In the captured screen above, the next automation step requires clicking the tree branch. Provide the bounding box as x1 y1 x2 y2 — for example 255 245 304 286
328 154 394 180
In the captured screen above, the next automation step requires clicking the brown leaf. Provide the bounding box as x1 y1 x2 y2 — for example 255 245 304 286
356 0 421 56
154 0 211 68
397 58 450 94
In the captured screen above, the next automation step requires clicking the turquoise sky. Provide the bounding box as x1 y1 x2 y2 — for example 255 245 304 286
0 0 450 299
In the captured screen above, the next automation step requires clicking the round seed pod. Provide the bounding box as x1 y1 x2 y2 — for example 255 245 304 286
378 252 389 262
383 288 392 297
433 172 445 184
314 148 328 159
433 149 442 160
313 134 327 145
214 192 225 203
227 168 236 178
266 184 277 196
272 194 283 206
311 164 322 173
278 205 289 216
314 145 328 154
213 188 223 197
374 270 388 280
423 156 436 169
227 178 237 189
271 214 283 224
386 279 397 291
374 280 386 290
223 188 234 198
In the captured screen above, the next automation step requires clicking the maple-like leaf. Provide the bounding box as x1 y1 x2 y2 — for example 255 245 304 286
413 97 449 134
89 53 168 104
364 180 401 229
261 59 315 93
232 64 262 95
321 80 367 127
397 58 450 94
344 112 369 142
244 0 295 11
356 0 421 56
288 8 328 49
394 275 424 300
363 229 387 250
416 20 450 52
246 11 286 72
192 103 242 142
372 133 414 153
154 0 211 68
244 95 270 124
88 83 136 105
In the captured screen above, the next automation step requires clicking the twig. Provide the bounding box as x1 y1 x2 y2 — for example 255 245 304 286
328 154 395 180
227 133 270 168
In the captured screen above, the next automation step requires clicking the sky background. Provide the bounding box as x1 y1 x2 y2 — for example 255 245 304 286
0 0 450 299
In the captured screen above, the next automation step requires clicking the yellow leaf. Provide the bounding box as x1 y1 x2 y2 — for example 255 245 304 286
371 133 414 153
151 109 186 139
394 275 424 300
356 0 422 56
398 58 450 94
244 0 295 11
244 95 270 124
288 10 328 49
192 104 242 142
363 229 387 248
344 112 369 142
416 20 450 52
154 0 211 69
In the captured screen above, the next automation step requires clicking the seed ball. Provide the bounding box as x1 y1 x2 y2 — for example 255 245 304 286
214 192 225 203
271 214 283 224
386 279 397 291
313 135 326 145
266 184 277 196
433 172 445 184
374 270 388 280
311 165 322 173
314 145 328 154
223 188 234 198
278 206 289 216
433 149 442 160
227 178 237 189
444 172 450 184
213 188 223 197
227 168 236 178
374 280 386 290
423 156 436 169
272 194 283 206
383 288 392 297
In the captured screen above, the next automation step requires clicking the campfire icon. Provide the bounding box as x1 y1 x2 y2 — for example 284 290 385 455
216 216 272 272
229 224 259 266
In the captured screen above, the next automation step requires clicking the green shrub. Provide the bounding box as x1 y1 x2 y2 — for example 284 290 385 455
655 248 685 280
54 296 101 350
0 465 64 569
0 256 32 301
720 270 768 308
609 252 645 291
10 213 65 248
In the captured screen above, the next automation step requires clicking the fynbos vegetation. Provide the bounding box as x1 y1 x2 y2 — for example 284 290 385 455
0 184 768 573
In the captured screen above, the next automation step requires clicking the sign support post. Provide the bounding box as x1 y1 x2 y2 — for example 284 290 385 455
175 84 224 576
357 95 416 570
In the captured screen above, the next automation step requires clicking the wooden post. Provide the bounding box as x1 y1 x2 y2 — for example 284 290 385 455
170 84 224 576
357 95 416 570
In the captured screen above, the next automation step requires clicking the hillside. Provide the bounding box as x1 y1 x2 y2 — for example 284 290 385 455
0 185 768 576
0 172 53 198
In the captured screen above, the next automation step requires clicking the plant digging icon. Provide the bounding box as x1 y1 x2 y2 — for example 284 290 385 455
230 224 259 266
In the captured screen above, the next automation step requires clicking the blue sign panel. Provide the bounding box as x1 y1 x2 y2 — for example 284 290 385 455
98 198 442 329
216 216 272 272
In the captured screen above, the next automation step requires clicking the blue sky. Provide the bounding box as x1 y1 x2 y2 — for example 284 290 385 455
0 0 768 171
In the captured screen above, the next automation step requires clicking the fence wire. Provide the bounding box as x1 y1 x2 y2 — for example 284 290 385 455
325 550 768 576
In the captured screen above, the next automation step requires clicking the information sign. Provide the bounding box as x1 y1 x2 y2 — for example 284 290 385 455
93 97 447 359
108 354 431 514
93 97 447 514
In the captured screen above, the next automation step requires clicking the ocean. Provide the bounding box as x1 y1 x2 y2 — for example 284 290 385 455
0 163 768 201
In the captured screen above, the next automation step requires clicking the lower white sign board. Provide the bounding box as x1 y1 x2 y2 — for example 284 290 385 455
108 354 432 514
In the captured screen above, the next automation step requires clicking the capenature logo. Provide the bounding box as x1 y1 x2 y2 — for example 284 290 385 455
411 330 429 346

**Exercise task**
Reproduce the listing above line for line, without altering anything.

**Output for this task**
In the captured screen above, the next automation step requires clicking the tree branch. Provide the bounding box as x1 y1 x2 y2 — for example 255 245 304 286
328 154 394 180
In the captured screen above, the next automation step requires clicking the brown leaf. Provide the bounding box as x1 y1 x2 y2 — for example 255 245 304 286
356 0 421 56
154 0 211 68
397 58 450 94
In the captured screen above, the next automation step requires clicking the turquoise sky. Provide the bounding box as x1 y1 x2 y2 — for example 255 245 304 286
0 0 450 299
In the captured screen above, the next automation step requires clicking the round seed pod. Provide the bounding box as x1 y1 x2 y2 — for example 255 245 304 286
378 252 389 262
383 288 392 297
433 172 445 184
314 148 328 159
433 149 442 160
313 134 327 145
214 192 225 203
227 168 236 178
266 184 277 196
272 194 283 206
311 164 322 173
278 205 289 216
314 145 328 154
213 188 223 197
374 270 388 280
423 156 436 169
227 178 237 189
271 214 283 224
386 279 397 291
374 280 386 290
223 188 234 198
In the captured screen above, the next automation step requires clicking the maple-like leaf. Provide the bounding box as x1 y1 x2 y2 — for example 255 245 304 286
413 97 449 134
89 53 168 104
364 180 401 229
261 59 315 93
232 64 262 95
321 80 367 127
397 58 450 94
344 112 369 142
244 0 295 11
356 0 421 56
288 8 328 49
394 275 424 300
363 229 387 250
416 20 450 52
246 11 286 72
192 103 242 142
372 133 414 153
154 0 211 68
244 95 270 124
88 83 136 105
In the captured screen above, the next automation step requires clicking the twig. Provide the bounding box as x1 y1 x2 y2 — for example 255 245 304 286
328 154 395 180
227 133 270 168
In the captured screen above, the next automation step requires clicking the sky background. Provide the bounding box as x1 y1 x2 y2 — for example 255 245 304 286
0 0 450 299
In the captured screen above, the next automation step requires clicking the yellow leaf. Provide the bounding box as x1 y1 x2 y2 — for example 255 245 304 286
371 133 414 153
151 109 186 139
394 275 424 300
356 0 422 56
398 58 450 94
244 0 295 11
244 95 270 124
288 10 328 49
192 104 242 142
363 229 387 248
344 112 369 142
416 20 450 52
154 0 211 69
In the captured screen above, the next automation step requires clicking the seed ball. Provide the bounding box as x1 y1 x2 y2 — for example 255 245 304 286
214 192 225 203
271 214 283 224
386 279 397 291
313 135 326 145
266 184 277 196
433 172 445 184
374 270 388 280
311 165 322 173
314 145 328 154
223 188 234 198
278 206 289 216
433 149 442 160
227 178 237 189
444 172 450 184
213 188 223 197
227 168 236 178
374 280 386 290
423 156 436 169
272 194 283 206
383 288 392 297
In the captured screen above, the next automation step requires clicking the campfire icon. Provide the bounding box as x1 y1 x2 y2 — for example 284 290 385 455
216 216 272 272
229 224 259 266
In the captured screen above, the next automation step requires clicking the green shrub. Provide the bounding box as x1 y1 x2 y2 — for example 284 290 385 455
655 248 685 280
54 296 101 350
0 465 64 569
0 256 32 301
720 270 768 308
609 252 645 291
10 213 65 248
In the captured screen above, the next automation step requires clicking the fynbos vegetation. Provide the bounding box as x1 y1 x2 y2 — for example 284 290 385 455
0 184 768 573
In the captured screen above, the next automation step requires clicking the sign support post. Provide the bounding box as x1 y1 x2 y2 — for example 284 290 385 455
175 84 224 576
357 95 416 570
In the captured screen above, the next automation step requires clicking the wooden post. Provide the bounding box as x1 y1 x2 y2 — for example 284 290 385 455
170 84 224 576
357 95 416 570
In the captured screen above, the next automation step requires clicking the hillside. Provide the bounding box as x1 y1 x2 y2 — for example 284 290 385 455
0 185 768 576
0 172 53 198
In the captured screen above, the next automation step requires clicking the plant digging icon. Provide the bounding box as x1 y1 x2 y2 — for example 284 290 385 455
230 224 259 266
In the captured screen above, the next automation step requires clicking the blue sign panel. Provide the bounding box as x1 y1 x2 y2 — for example 284 290 385 455
98 198 442 329
216 216 272 272
In the captured screen above, the next automation step requires clicking the blue sky. Provide the bounding box as x1 y1 x2 y2 — for example 284 290 385 455
0 0 768 171
In the captured screen above, the next automation step requires clicking the fence wire. Provide the bounding box as x1 y1 x2 y2 — for example 284 290 385 455
325 550 768 576
In the captured screen above, the next automation step requires clicking the information sign. Provide the bounding box as x1 y1 x2 y2 — for example 284 290 385 455
93 97 447 359
108 354 431 514
93 97 447 514
In the captured screen above, the next automation step requires clicking the ocean. Provide the bounding box as x1 y1 x2 y2 — for example 284 290 385 455
0 163 768 201
In the captured screen above, the next automation step requires clicking the lower white sign board. Provide the bounding box as x1 y1 x2 y2 — for example 284 290 385 455
108 354 432 514
In the captured screen above, the next automation step requires clicking the capenature logo. Provide the bounding box as x1 y1 x2 y2 — for example 284 290 385 455
411 330 429 346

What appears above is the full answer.